It is important to recognize that
Hansen’s reliance on a steadily increasing carbon price will only really work
if it is universalized in the global economy. Any decrease in demand for fossil
fuels that is based on purely locally generated price increases, e.g., through
the imposition of a carbon tax, will lead—if the same amount of fossil fuel as
before is supplied by oil producers—to a drop in global price. Under these
conditions, far from decreasing global demand for fossil fuels, the result
would simply be to stimulate fossil-fuel consumption elsewhere in the world
economy.34 By the same token, an increase in global carbon price
not big enough substantially to reduce demand and not to be followed by other
predictable price increases could actually stimulate—as we have already seen—the
production of dirtier fossil fuels, such as tar sands oil. All exclusively market-based
strategies tend to backfire, since they rely principally on economic
incentives. Hansen’s fee and dividend is necessary under present conditions but
is only a single wedge in what must be a much more comprehensive climate-change
exit strategy.
++++++
*REQUIREMENTS*. In the passage on carbon pricing, what does a purely local rise in fossil-fuel prices end up doing to consumption elsewhere in the world economy?

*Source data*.
++++++
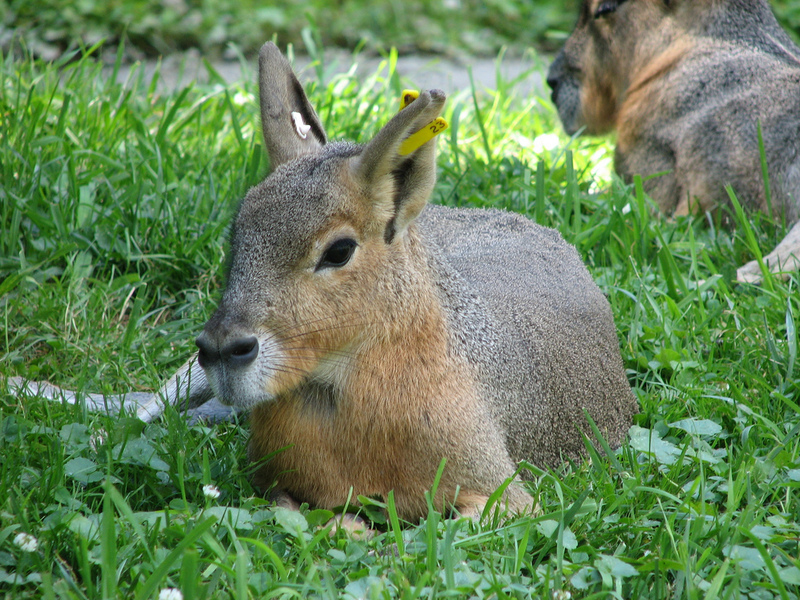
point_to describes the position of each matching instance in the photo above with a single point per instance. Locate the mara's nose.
(238, 352)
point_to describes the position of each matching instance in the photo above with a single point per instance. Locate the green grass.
(152, 27)
(115, 203)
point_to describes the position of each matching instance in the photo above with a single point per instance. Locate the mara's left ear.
(401, 159)
(289, 123)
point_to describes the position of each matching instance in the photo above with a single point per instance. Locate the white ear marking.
(300, 125)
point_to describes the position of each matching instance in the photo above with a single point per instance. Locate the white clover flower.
(98, 439)
(170, 594)
(26, 542)
(211, 491)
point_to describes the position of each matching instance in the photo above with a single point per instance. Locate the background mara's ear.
(290, 125)
(382, 165)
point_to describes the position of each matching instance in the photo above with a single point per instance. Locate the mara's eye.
(338, 254)
(606, 8)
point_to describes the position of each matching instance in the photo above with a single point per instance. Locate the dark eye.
(338, 254)
(606, 8)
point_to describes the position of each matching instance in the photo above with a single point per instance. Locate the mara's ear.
(407, 171)
(291, 127)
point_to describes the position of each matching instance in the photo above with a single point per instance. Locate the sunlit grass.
(115, 203)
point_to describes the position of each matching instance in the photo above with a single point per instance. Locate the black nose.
(236, 353)
(241, 352)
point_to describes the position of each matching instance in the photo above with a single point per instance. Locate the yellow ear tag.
(424, 135)
(408, 97)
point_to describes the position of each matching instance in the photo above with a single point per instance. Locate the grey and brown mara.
(686, 84)
(372, 336)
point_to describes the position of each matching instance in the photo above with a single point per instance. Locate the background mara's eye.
(338, 254)
(606, 8)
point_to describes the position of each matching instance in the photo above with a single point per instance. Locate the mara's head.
(320, 249)
(614, 44)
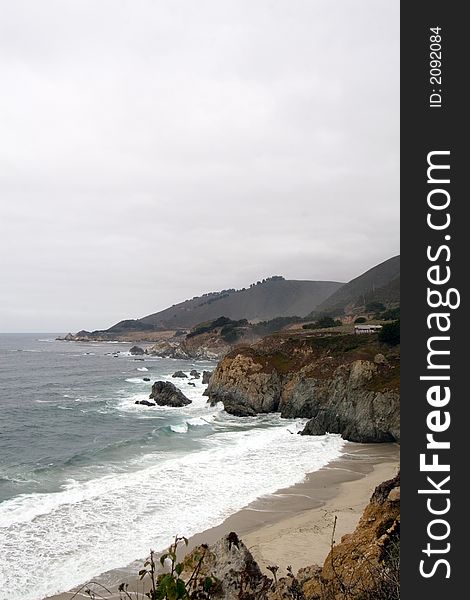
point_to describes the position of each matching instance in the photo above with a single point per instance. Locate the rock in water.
(166, 393)
(136, 351)
(206, 375)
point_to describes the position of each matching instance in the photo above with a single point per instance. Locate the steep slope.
(380, 283)
(272, 298)
(347, 384)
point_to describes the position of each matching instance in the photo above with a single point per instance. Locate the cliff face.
(344, 384)
(365, 564)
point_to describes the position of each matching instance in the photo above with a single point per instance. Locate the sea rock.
(166, 393)
(136, 351)
(206, 375)
(169, 349)
(229, 561)
(145, 402)
(331, 381)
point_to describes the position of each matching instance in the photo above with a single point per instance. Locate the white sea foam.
(67, 537)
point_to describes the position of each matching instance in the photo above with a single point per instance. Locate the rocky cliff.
(365, 564)
(347, 384)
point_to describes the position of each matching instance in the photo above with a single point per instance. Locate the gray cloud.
(152, 150)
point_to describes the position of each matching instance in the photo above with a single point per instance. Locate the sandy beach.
(294, 525)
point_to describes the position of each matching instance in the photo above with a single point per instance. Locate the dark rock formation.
(344, 383)
(166, 393)
(206, 375)
(145, 402)
(366, 562)
(136, 351)
(229, 561)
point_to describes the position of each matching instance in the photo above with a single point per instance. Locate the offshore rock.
(136, 351)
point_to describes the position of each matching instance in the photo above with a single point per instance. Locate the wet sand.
(294, 525)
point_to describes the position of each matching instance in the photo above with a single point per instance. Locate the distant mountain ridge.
(273, 297)
(381, 284)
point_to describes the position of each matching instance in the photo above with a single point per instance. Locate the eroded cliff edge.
(347, 384)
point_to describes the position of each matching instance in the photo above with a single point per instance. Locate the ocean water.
(90, 481)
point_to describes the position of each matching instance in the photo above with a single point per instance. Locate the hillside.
(381, 284)
(275, 297)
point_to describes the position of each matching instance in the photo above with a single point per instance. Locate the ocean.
(90, 481)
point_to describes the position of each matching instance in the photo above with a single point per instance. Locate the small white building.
(367, 328)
++++++
*SOLUTION BELOW*. It stimulates fossil-fuel consumption elsewhere in the world economy.